Please show every line of the items below that contains the word "potted", copying each such line in full.

[Object detection data]
## START

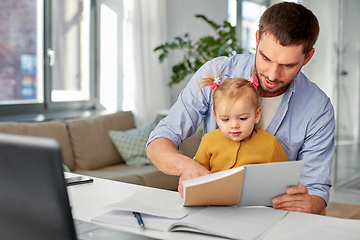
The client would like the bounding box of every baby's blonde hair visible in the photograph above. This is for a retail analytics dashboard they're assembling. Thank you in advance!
[199,73,260,112]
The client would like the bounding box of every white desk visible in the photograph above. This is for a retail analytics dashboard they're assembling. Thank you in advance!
[66,173,360,240]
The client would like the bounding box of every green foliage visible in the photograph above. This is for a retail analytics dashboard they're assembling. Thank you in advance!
[154,15,242,86]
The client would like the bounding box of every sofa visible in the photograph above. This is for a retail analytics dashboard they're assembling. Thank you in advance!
[0,112,201,190]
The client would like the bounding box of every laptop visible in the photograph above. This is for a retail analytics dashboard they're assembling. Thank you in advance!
[0,133,152,240]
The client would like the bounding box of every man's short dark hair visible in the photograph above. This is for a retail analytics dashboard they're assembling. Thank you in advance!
[259,2,320,55]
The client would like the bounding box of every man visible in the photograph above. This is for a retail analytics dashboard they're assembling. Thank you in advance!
[147,2,335,213]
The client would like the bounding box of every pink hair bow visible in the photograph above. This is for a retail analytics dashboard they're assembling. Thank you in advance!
[252,75,259,87]
[208,77,220,91]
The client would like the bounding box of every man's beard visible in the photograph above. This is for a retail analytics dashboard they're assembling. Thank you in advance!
[253,56,301,96]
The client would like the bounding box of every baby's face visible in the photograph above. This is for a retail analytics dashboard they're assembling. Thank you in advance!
[214,98,261,142]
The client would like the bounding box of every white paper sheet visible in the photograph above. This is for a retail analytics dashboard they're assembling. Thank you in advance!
[105,191,199,219]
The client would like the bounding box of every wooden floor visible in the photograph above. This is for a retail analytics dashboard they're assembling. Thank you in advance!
[325,202,360,219]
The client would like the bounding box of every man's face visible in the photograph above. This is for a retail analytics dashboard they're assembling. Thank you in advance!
[255,32,314,97]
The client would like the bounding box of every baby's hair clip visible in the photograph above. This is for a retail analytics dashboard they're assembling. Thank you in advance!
[252,75,259,87]
[208,77,220,91]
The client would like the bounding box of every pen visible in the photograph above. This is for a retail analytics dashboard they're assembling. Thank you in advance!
[133,212,145,228]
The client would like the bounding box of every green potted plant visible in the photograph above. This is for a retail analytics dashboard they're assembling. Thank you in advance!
[154,15,242,86]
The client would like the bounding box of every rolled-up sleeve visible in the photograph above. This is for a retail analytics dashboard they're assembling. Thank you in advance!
[299,96,335,203]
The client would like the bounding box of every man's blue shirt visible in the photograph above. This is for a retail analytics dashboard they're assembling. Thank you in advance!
[148,54,335,202]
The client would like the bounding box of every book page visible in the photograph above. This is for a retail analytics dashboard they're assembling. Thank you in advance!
[171,207,288,239]
[183,167,244,206]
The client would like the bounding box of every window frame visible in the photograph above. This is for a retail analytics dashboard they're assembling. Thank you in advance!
[235,0,270,50]
[0,0,97,116]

## END

# ANSWER IN FULL
The client would like the bounding box of every green potted plant visible in the photograph above. This is for a retail analytics dashboard they're assembling. Thank you in advance!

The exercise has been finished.